PROBLEM REQUIREMENTS
Print the passage below on Noflushd and 2.6.32+ kernels in full, character for character, with no changes.

PASSAGE SHOWN
Sunday, 29 August 2010
Noflushd Patch for 2.6.32+ Kernels
After a recent kernel upgrade (from 2.6.26 to 2.6.34), Noflushd[1] stopped working. Worse, it broke quite badly in that CPU usage spiked as soon as sync's started to happen and in all probability some sort of a continuous loop seems to have kicked in. It appears that Noflushd relies on writing a "0" into the /proc/sys/vm/dirty_writeback_centisecs file which results in the new pdflush (threaded) implementation essentially continuously writing (since the write daemon now sleeps for "0" seconds between writes, and spawns multiple threads, one per partition/mount-point, to do a write). There are a lot of side effects of the pdflush implementation changes and noflushd is one that is quite severely affected.

DATASET CONTENT

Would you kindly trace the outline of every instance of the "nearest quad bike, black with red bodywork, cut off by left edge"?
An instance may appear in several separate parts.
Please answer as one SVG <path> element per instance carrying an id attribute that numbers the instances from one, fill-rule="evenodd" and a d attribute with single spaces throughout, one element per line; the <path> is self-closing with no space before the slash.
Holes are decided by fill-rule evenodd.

EXERCISE RESULT
Sunday, 29 August 2010
Noflushd Patch for 2.6.32+ Kernels
After a recent kernel upgrade (from 2.6.26 to 2.6.34), Noflushd[1] stopped working. Worse, it broke quite badly in that CPU usage spiked as soon as sync's started to happen and in all probability some sort of a continuous loop seems to have kicked in. It appears that Noflushd relies on writing a "0" into the /proc/sys/vm/dirty_writeback_centisecs file which results in the new pdflush (threaded) implementation essentially continuously writing (since the write daemon now sleeps for "0" seconds between writes, and spawns multiple threads, one per partition/mount-point, to do a write). There are a lot of side effects of the pdflush implementation changes and noflushd is one that is quite severely affected.